### 抜粋
ラブホテルの領収書は証拠になる?不貞行為を証明できる証拠の種類と法的に有効な確保の方法

NO IMAGE
  • 「夫のカバンからラブホテルの領収書が見つかった…これって不倫の証拠になる?」
  • 「妻の不倫で離婚を考えているので、法的に有利な証拠を確保したい」

ラブホテルの領収書やカードの利用明細など、不倫を疑われる証拠を見つけて「どうしよう」と思われている方はいませんか?またかねてから配偶者の不倫を疑って持ち物を探っていたら、ラブホテルの領収書を見つけたという人もいるかもしれません。

こちらの記事では「ラブホテルの領収書は証拠として認められるか」という点にスポットを当てながら、法的に有効な証拠の種類や確保の方法、証拠とならないものなどについて詳しく解説していきます。今後相手に慰謝料請求したいと思っている方や、離婚を考えているという方は参考にしましょう。

離婚の無料相談ができる弁護士を多数掲載中
お住まいの地域から弁護士を探す
北海道・東北 北海道青森岩手宮城秋田山形福島
関東 東京神奈川埼玉千葉茨城群馬栃木
北陸・甲信越 山梨新潟長野富山石川福井
東海 愛知岐阜静岡三重
関西 大阪兵庫京都滋賀奈良和歌山
中国・四国 鳥取島根岡山広島山口徳島香川愛媛高知
九州・沖縄 福岡佐賀長崎熊本大分宮崎鹿児島沖縄

目次

ラブホテルの領収書は不貞行為の証拠になる?

配偶者の持ち物や洋服、車の中からラブホテルの領収書を見つけたとき「絶対不倫している」と確信を持つ人も多いはずです。ではラブホテルの領収書は不貞行為の証拠となり得るのでしょうか。

単体では決定的な証拠にならない

結論からいうと、ラブホテルの領収書だけでは決定的な証拠にはなりません。というのも誰といったのかが分からず、その相手が友人や仕事関係の人の可能性もゼロではないため。相手に「飲み会で酔い過ぎて帰れないから友達と利用した」「急な出張で複数名の仕事仲間と泊まった」などと言い訳されてしまうと、それを嘘だと決めつけることはできません。

### 課題文
記事から、「ラブホテルの領収書やカードの」で始まり「という方は参考にしましょう。」で終わる部分を、一字も変えずに抜き出せ。 これから示す記録は、記事とは関係がない。

### データ抜粋
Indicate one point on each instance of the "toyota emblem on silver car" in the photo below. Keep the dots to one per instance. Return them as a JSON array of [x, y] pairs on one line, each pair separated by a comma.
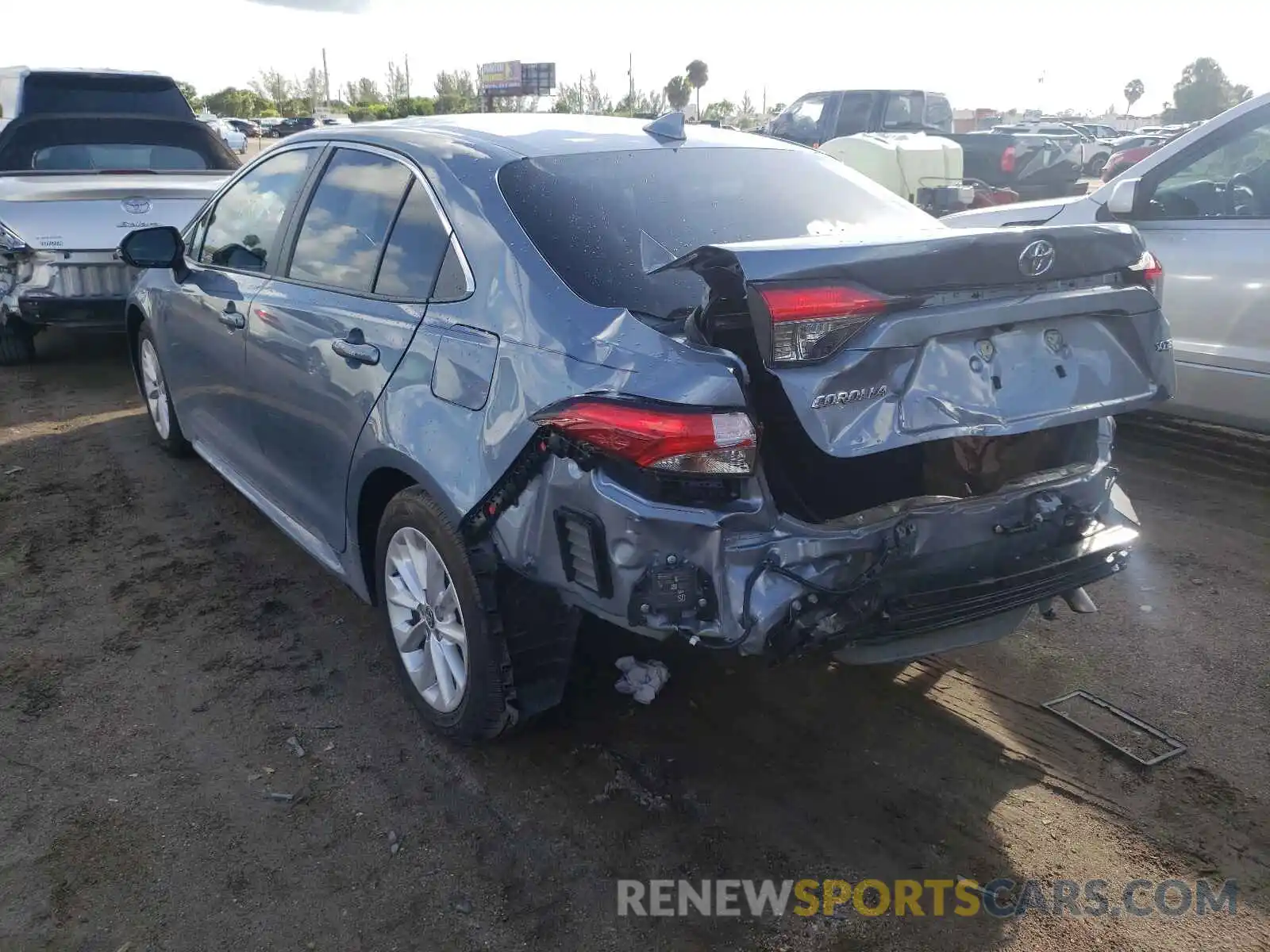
[[1037, 259]]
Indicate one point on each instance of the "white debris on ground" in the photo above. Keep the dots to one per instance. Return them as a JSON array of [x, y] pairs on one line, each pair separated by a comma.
[[641, 679]]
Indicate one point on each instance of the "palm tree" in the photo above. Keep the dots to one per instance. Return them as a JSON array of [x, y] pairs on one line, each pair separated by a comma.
[[1133, 92], [679, 92], [698, 74]]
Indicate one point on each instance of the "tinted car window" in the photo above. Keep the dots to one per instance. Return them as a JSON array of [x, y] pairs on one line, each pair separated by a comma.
[[90, 93], [347, 221], [117, 156], [939, 113], [416, 249], [584, 213], [244, 228], [854, 113], [802, 121]]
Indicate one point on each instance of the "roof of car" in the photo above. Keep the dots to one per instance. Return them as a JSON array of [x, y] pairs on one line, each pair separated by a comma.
[[548, 133]]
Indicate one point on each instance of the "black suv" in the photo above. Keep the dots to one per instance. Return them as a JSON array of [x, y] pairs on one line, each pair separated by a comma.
[[295, 124]]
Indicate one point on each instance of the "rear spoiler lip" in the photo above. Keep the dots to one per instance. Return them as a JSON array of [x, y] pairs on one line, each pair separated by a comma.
[[728, 268]]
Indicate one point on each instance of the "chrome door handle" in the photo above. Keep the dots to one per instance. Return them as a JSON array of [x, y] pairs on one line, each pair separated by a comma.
[[362, 353]]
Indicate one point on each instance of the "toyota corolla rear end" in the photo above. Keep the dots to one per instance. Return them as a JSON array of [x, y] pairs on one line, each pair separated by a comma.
[[883, 438]]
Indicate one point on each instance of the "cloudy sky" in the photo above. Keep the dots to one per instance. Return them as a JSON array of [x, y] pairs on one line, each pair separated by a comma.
[[982, 54]]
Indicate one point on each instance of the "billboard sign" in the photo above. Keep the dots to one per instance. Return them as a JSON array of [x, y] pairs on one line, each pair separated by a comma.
[[501, 76]]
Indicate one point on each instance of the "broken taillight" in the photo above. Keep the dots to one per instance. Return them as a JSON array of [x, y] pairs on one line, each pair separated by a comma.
[[812, 323], [660, 437], [1149, 272]]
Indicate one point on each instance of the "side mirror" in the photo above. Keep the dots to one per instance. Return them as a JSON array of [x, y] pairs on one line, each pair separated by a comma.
[[1124, 194], [154, 248]]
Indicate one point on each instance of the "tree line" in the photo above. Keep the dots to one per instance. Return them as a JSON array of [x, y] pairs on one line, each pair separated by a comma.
[[1203, 92]]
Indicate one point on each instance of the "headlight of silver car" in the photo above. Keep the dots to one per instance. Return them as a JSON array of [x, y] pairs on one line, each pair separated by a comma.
[[10, 240]]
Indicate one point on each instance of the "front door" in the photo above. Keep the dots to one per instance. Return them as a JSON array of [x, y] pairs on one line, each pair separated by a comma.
[[232, 251], [1206, 213], [325, 336]]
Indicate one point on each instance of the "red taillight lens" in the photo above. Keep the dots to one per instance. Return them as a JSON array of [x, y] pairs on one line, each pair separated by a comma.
[[812, 323], [677, 440], [1149, 272], [1007, 159]]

### 記述回答
ラブホテルの領収書やカードの利用明細など、不倫を疑われる証拠を見つけて「どうしよう」と思われている方はいませんか?またかねてから配偶者の不倫を疑って持ち物を探っていたら、ラブホテルの領収書を見つけたという人もいるかもしれません。

こちらの記事では「ラブホテルの領収書は証拠として認められるか」という点にスポットを当てながら、法的に有効な証拠の種類や確保の方法、証拠とならないものなどについて詳しく解説していきます。今後相手に慰謝料請求したいと思っている方や、離婚を考えているという方は参考にしましょう。